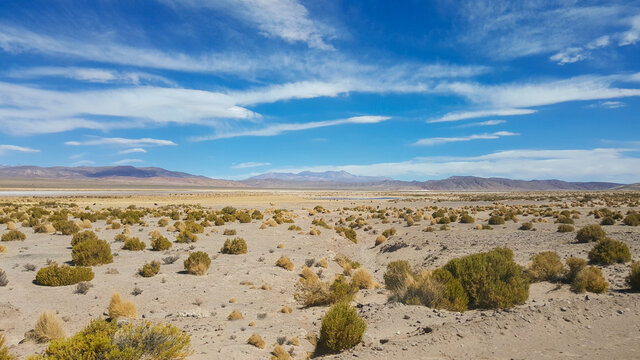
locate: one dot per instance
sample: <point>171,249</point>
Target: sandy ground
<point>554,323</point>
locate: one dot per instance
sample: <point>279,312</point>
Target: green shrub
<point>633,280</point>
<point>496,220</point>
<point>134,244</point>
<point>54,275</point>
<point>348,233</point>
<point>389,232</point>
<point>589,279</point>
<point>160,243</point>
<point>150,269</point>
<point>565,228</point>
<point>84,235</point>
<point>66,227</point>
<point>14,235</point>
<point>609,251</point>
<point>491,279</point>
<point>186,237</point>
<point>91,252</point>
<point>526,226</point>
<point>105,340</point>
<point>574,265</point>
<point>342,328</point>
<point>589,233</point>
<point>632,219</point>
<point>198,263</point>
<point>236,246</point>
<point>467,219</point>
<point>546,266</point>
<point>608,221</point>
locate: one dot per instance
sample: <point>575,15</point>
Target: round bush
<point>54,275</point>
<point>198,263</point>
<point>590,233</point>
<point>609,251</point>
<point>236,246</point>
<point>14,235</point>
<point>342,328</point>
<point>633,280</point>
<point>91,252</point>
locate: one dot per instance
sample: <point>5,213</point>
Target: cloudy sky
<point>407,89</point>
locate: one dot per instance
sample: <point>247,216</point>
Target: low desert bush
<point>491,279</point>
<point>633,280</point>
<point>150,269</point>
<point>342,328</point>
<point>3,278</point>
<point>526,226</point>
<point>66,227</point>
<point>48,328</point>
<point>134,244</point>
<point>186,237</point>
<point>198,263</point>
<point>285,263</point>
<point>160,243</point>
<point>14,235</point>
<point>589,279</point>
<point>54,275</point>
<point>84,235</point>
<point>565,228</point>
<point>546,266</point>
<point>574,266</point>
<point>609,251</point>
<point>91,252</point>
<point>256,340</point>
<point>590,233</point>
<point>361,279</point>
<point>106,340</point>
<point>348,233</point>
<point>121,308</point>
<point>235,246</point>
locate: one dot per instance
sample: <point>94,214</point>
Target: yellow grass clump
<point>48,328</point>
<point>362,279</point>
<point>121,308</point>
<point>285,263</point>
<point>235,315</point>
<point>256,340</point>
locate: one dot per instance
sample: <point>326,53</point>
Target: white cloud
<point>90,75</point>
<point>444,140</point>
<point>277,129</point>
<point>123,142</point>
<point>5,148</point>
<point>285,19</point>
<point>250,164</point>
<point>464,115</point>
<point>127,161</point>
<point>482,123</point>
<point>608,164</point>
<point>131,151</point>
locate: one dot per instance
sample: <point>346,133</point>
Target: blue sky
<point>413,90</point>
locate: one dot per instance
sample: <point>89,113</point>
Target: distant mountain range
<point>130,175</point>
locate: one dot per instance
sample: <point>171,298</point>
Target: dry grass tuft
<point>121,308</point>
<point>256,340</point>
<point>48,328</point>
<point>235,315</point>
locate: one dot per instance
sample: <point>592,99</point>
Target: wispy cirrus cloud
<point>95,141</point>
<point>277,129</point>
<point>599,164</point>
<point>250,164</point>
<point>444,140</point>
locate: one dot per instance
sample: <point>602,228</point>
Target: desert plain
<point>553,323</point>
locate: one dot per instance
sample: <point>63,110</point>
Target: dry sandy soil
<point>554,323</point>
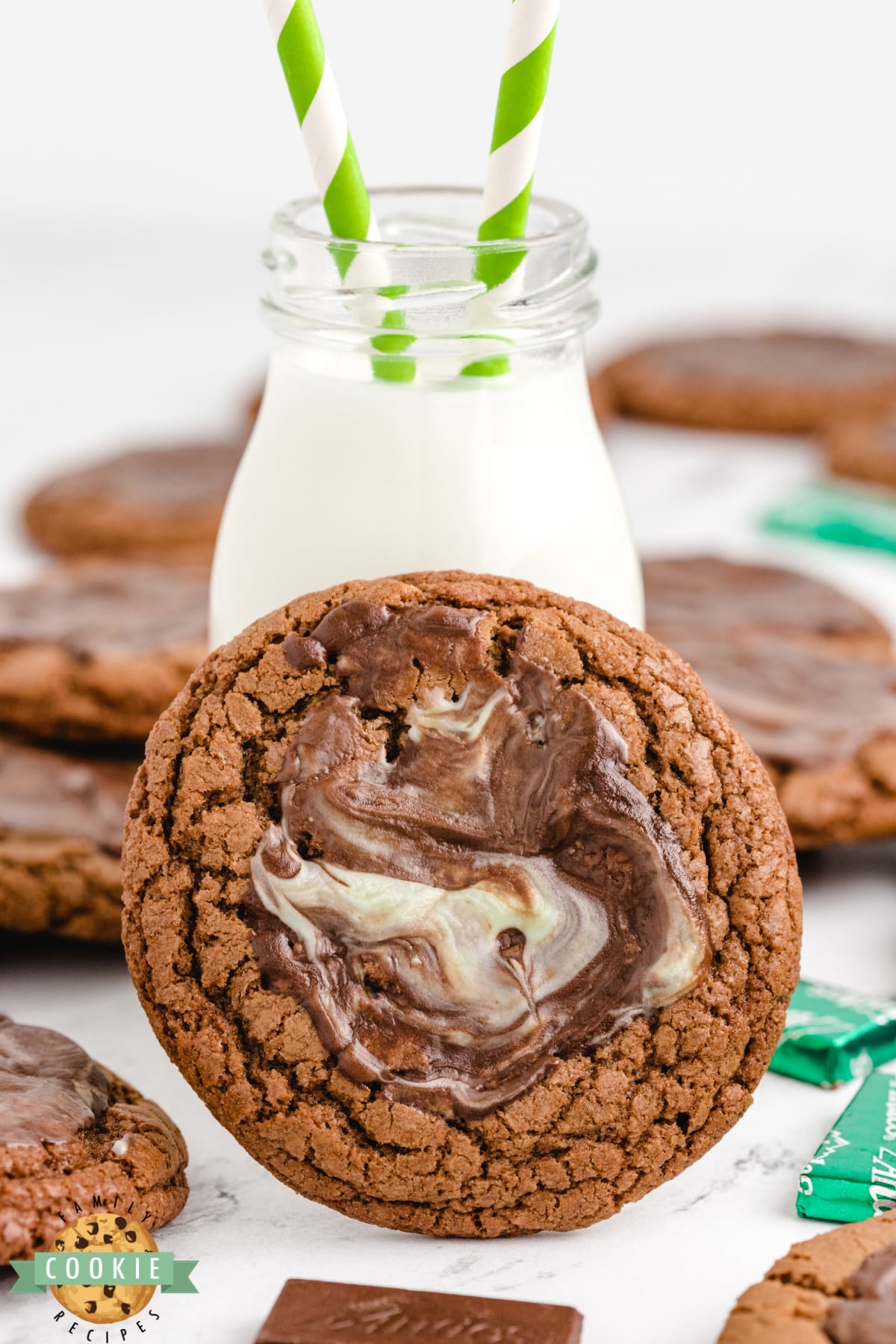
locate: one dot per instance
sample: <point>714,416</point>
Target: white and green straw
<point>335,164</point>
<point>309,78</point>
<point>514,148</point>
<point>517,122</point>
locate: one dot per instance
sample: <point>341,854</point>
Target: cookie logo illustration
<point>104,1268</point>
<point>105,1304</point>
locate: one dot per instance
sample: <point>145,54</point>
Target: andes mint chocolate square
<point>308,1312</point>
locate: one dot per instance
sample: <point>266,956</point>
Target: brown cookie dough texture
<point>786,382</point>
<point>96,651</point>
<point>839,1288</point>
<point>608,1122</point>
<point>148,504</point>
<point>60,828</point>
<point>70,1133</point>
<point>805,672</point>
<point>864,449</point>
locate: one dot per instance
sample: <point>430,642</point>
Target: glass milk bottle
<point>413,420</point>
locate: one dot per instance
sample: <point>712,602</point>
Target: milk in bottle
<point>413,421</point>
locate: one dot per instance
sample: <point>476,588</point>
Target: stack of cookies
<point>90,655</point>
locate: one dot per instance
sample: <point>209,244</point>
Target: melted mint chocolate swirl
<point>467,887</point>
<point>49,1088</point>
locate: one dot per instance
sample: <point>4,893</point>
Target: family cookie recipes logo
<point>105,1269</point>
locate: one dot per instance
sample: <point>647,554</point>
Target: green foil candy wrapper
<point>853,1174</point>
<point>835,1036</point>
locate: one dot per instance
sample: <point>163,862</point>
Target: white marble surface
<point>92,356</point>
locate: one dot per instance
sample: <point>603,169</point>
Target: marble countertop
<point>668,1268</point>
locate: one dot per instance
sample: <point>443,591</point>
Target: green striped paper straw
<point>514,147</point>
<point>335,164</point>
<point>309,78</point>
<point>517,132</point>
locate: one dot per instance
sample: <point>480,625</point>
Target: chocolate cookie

● Work to do:
Copy every record above exactly, leaving out the pictures.

● Exercise result:
locate: one dot per instance
sample: <point>171,249</point>
Target: sandy ground
<point>554,323</point>
locate: one dot per instance
sample: <point>279,312</point>
Target: green shrub
<point>633,280</point>
<point>496,220</point>
<point>134,244</point>
<point>54,275</point>
<point>348,233</point>
<point>389,232</point>
<point>589,279</point>
<point>160,243</point>
<point>150,269</point>
<point>565,228</point>
<point>84,235</point>
<point>66,227</point>
<point>14,235</point>
<point>609,251</point>
<point>491,279</point>
<point>186,237</point>
<point>91,252</point>
<point>526,226</point>
<point>105,340</point>
<point>574,265</point>
<point>342,328</point>
<point>589,233</point>
<point>632,219</point>
<point>198,263</point>
<point>236,246</point>
<point>467,219</point>
<point>546,266</point>
<point>608,221</point>
locate: one dot per instance
sample: <point>575,15</point>
Target: round bush
<point>54,275</point>
<point>198,263</point>
<point>590,233</point>
<point>609,251</point>
<point>236,246</point>
<point>14,235</point>
<point>342,328</point>
<point>633,280</point>
<point>91,252</point>
locate: one dot per instance
sample: <point>5,213</point>
Target: cloudy sky
<point>407,89</point>
locate: one dot per instance
sample: <point>247,216</point>
Target: low desert bush
<point>491,279</point>
<point>633,280</point>
<point>150,269</point>
<point>342,328</point>
<point>3,278</point>
<point>526,226</point>
<point>66,227</point>
<point>48,328</point>
<point>134,244</point>
<point>186,237</point>
<point>198,263</point>
<point>285,263</point>
<point>160,243</point>
<point>14,235</point>
<point>589,279</point>
<point>54,275</point>
<point>84,235</point>
<point>565,228</point>
<point>546,266</point>
<point>574,266</point>
<point>609,251</point>
<point>91,252</point>
<point>256,340</point>
<point>590,233</point>
<point>361,279</point>
<point>106,340</point>
<point>348,233</point>
<point>121,308</point>
<point>235,246</point>
locate: one dot per instance
sample: <point>94,214</point>
Target: yellow grass clump
<point>48,328</point>
<point>362,279</point>
<point>121,308</point>
<point>285,263</point>
<point>235,315</point>
<point>256,340</point>
locate: one dot per instance
sample: <point>326,53</point>
Target: white cloud
<point>90,75</point>
<point>444,140</point>
<point>277,129</point>
<point>123,142</point>
<point>5,148</point>
<point>285,19</point>
<point>250,164</point>
<point>464,115</point>
<point>127,161</point>
<point>482,123</point>
<point>608,164</point>
<point>131,151</point>
locate: one dot per instance
sample: <point>346,133</point>
Target: blue sky
<point>413,90</point>
locate: one dot per instance
sample: <point>89,113</point>
Target: distant mountain range
<point>130,175</point>
locate: one dot per instance
sample: <point>171,298</point>
Target: dry grass tuft
<point>121,308</point>
<point>256,340</point>
<point>48,328</point>
<point>235,315</point>
locate: one dot per instance
sample: <point>592,99</point>
Target: wispy cirrus cloud
<point>95,141</point>
<point>277,129</point>
<point>599,164</point>
<point>250,164</point>
<point>444,140</point>
locate: one dot per instance
sample: <point>602,228</point>
Target: desert plain
<point>553,323</point>
locate: one dot per instance
sample: <point>63,110</point>
Target: dry sandy soil
<point>554,323</point>
locate: one dot per instance
sample: <point>714,416</point>
Target: white and green straw
<point>335,164</point>
<point>309,78</point>
<point>514,148</point>
<point>517,122</point>
locate: one dot per instance
sample: <point>341,854</point>
Target: cookie logo illustration
<point>104,1268</point>
<point>105,1304</point>
locate: one dot per instance
sample: <point>145,54</point>
Target: andes mint chocolate square
<point>308,1312</point>
locate: one dot per instance
sample: <point>266,956</point>
Target: brown cookie dough texture
<point>786,382</point>
<point>96,651</point>
<point>839,1288</point>
<point>608,1122</point>
<point>148,504</point>
<point>60,828</point>
<point>70,1133</point>
<point>805,672</point>
<point>864,449</point>
locate: one dot per instance
sample: <point>430,642</point>
Target: glass milk bottle
<point>413,420</point>
locate: one dot per instance
sample: <point>712,602</point>
Target: milk in bottle
<point>413,421</point>
locate: one dot per instance
sample: <point>476,588</point>
Target: stack of cookies
<point>90,655</point>
locate: one dot per instance
sample: <point>209,244</point>
Target: melted mint chocolate swirl
<point>467,887</point>
<point>49,1088</point>
locate: one dot per instance
sample: <point>4,893</point>
Target: family cookie recipes logo
<point>105,1269</point>
locate: one dot per instance
sample: <point>647,554</point>
Target: green foil candy wrapper
<point>853,1174</point>
<point>835,1036</point>
locate: one dot per instance
sample: <point>163,862</point>
Target: white marble surface
<point>92,356</point>
locate: one dot per instance
sample: <point>603,169</point>
Target: marble countertop
<point>668,1268</point>
locate: one dot per instance
sample: <point>443,591</point>
Target: green striped paper straw
<point>514,147</point>
<point>335,164</point>
<point>309,78</point>
<point>517,132</point>
locate: one dot per instance
sample: <point>480,625</point>
Target: chocolate cookie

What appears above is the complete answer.